### Exercise description:
Give the records once more, exactly as they stand.

### Saved entries:

.....

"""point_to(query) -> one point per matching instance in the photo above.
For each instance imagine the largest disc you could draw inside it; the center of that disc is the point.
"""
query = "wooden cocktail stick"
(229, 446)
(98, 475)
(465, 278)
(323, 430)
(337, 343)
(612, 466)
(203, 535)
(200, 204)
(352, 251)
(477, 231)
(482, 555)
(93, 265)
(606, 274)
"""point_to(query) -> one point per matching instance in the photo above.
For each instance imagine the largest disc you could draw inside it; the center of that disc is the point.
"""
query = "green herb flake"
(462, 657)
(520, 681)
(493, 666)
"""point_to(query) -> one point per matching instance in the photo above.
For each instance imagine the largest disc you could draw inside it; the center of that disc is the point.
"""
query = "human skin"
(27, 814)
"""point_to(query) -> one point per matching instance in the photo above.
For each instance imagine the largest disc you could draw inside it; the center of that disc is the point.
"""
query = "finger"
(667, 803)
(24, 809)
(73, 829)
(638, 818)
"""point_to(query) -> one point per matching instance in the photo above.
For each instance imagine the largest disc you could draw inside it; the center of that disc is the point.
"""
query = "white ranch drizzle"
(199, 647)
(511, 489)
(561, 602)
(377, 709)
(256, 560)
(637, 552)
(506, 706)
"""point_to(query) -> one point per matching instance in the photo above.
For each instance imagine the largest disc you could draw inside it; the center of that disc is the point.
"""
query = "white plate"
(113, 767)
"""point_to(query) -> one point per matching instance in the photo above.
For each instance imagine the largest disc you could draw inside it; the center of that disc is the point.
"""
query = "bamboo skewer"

.....

### Reply:
"""point_to(query) -> one point per matching instance in the photo above.
For each instance imagine the largest disc you could draw inside it; the center of that disc is the point.
"""
query = "wooden cocktail stick"
(229, 446)
(98, 475)
(465, 278)
(323, 430)
(337, 343)
(612, 466)
(203, 535)
(200, 204)
(352, 251)
(477, 231)
(482, 555)
(93, 265)
(606, 274)
"""point_to(query) -> one point per matching instance in the photo above.
For each instance imagine the largest disc you could draw inside it; the center of that disc is the point.
"""
query = "green herb flake"
(462, 657)
(520, 681)
(493, 666)
"""point_to(query) -> one point per matching instance in the photo above.
For each instance imagine the largest disc you could draw inside it; the center of that disc is the point.
"""
query = "human skin"
(27, 814)
"""point_to(query) -> one point per matching instance in the photo above.
For each instance imagine the largest disc you could draw inside it; the center of that disc is the point.
"""
query = "finger"
(667, 803)
(24, 809)
(73, 829)
(638, 818)
"""point_to(query) -> one point per matching instance in the photo above.
For each instance imagine the largest disc you could draw inside it; the center of that disc is the point.
"""
query = "white ranch drizzle"
(199, 647)
(511, 489)
(561, 602)
(377, 709)
(256, 560)
(637, 552)
(506, 706)
"""point_to(query) -> one point per matching instance in the photo above.
For each instance imagine the largest disc you could draw inside it; the center of that disc is the point.
"""
query = "white plate"
(113, 767)
"""point_to(query) -> one point per matching instance in the photo above.
For each instance imagine the largest disc you could draw inside it; the center of that disc is the point.
"""
query = "bamboo skewer"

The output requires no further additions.